> _WHAT YOU ARE ASKED TO DO_:
What is needed is a word-for-word copy of the listing below, without pictures.

> _MATERIAL FOR THE TASK_:
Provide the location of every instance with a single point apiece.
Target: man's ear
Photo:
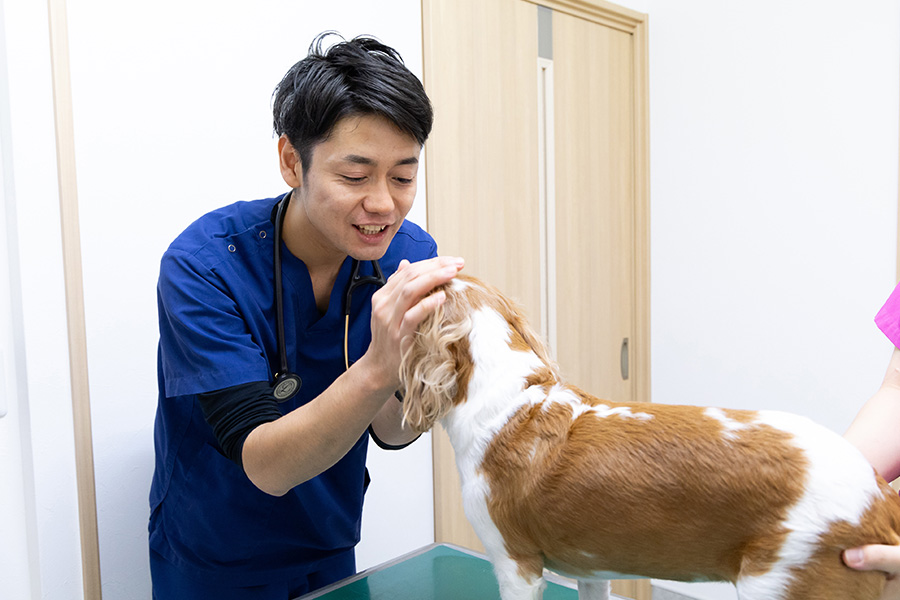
(289, 160)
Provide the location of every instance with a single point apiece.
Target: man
(253, 498)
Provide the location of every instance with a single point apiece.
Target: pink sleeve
(888, 318)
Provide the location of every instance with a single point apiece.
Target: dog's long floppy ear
(435, 370)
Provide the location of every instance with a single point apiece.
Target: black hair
(361, 76)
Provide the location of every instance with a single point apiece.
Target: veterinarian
(874, 432)
(280, 339)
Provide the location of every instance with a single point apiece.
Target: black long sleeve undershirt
(235, 411)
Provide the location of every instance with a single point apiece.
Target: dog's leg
(515, 582)
(593, 590)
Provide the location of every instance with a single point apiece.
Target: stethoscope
(287, 384)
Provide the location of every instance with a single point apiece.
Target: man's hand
(878, 558)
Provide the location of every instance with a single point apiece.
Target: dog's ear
(435, 368)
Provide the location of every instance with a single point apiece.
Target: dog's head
(436, 368)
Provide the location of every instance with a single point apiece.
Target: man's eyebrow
(364, 160)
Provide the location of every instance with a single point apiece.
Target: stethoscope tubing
(287, 384)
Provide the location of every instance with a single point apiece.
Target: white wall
(774, 152)
(172, 114)
(172, 119)
(38, 500)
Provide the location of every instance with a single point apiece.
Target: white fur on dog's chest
(552, 477)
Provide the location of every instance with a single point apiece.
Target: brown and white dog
(554, 478)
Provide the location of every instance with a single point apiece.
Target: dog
(594, 490)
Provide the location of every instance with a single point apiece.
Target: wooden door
(536, 173)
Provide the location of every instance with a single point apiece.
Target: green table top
(437, 572)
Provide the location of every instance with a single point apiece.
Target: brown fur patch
(826, 576)
(596, 493)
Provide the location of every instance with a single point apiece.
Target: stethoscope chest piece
(286, 386)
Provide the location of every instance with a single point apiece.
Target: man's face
(357, 190)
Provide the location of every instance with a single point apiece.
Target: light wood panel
(481, 166)
(594, 125)
(483, 163)
(71, 242)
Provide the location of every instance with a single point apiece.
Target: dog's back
(554, 477)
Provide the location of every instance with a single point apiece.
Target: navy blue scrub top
(217, 329)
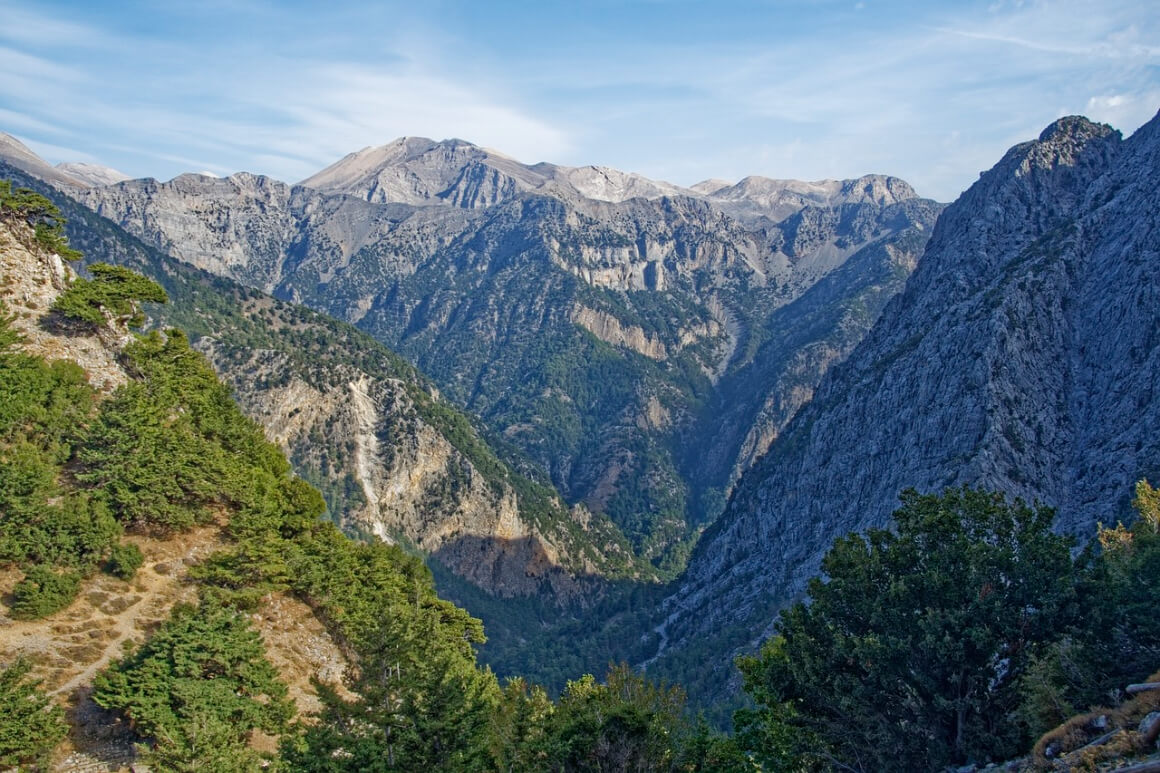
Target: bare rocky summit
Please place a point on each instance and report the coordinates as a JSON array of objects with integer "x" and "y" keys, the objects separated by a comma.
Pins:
[
  {"x": 475, "y": 266},
  {"x": 1022, "y": 356}
]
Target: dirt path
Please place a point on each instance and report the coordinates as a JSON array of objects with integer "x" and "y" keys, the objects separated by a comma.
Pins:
[{"x": 70, "y": 648}]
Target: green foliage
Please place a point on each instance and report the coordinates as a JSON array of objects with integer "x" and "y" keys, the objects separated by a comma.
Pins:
[
  {"x": 1116, "y": 638},
  {"x": 124, "y": 561},
  {"x": 623, "y": 724},
  {"x": 200, "y": 685},
  {"x": 911, "y": 652},
  {"x": 171, "y": 446},
  {"x": 31, "y": 724},
  {"x": 115, "y": 290},
  {"x": 40, "y": 214},
  {"x": 43, "y": 592}
]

> _PROBLEM SOLUTION_:
Provide the location of every instance with a single point apiece.
Target: man's ear
Photo:
(289, 160)
Provide the location of every instance with a single point apiece.
Target: man
(253, 498)
Provide the location of every instance with a single point apiece.
Target: pink sleeve
(888, 318)
Provide the location of every instance with a single point apiece.
Target: dog's long floppy ear
(435, 370)
Provide the location of every instance with a single point apiece.
Target: black hair
(361, 76)
Provide the location of every instance with a single point apiece.
Target: veterinarian
(874, 432)
(280, 339)
Provide the location of every instance with a single point apiece.
Target: black long sleeve undershirt
(235, 411)
Provide the location of every instance with a single point apiece.
Target: dog's leg
(515, 582)
(593, 590)
Provide the location of every instance with a single point apiece.
Target: stethoscope
(287, 384)
Provide the location of every instance with a single point apiece.
Target: man's hand
(878, 558)
Provide the location of every instance with a single point apiece.
Target: dog's ear
(435, 368)
Provide the location of every instance with a single point apiece.
Target: dog's head
(436, 368)
Provide the location of every instance with a single point apiece.
Target: man's eyebrow
(364, 160)
Provide the location of every instance with a single point apiece.
Target: stethoscope tubing
(287, 384)
Provide the location of every instance with a single point apiece.
Target: white wall
(774, 152)
(172, 114)
(172, 119)
(38, 500)
Provide the location of every instance with a single point apiece.
Target: white fur on dog's chest
(552, 477)
Provide the location of every instance with a single point apiece.
Target: brown and white dog
(554, 478)
Provide the location of every instance with a single point apiece.
Target: dog
(594, 490)
Provide the location of every instance with a single point apiece.
Target: wooden door
(536, 173)
Provide the location of every instance with a single point apiece.
Target: green table top
(437, 572)
Provide the location of every instance with a single point apiece.
Target: brown fur patch
(826, 576)
(596, 493)
Provide the location of every instance with a single point apiece.
Target: stethoscope chest piece
(286, 386)
Provide the location of every instance with a single point apiece.
Target: man's face
(357, 190)
Provide the location of every instance with a single point apiece.
Target: light wood panel
(481, 166)
(594, 125)
(483, 163)
(71, 242)
Provide the location of every instance with a single point apiece.
Target: dog's back
(554, 477)
Provide the location of every instance with a single point apiece.
Target: navy blue scrub top
(217, 329)
Target: bare rocky summit
Please place a point on each instance and report the coordinates as a JSON array of objects with integer "x" and "y" keys, the objects separated by a comma.
Pins:
[
  {"x": 475, "y": 266},
  {"x": 1022, "y": 356}
]
Target: dirt path
Please place a point on each instance and report the coordinates as a JSON array of objects with integer "x" and "y" keys, the objects separated by a comma.
Pins:
[{"x": 70, "y": 648}]
Target: green foliage
Please place a point on each instance and report the coordinates as a JSON array of objects with integer "x" and "y" keys, the objects separated by a comma.
Pins:
[
  {"x": 1116, "y": 638},
  {"x": 124, "y": 561},
  {"x": 623, "y": 724},
  {"x": 200, "y": 685},
  {"x": 911, "y": 652},
  {"x": 171, "y": 446},
  {"x": 31, "y": 724},
  {"x": 115, "y": 290},
  {"x": 40, "y": 214},
  {"x": 43, "y": 592}
]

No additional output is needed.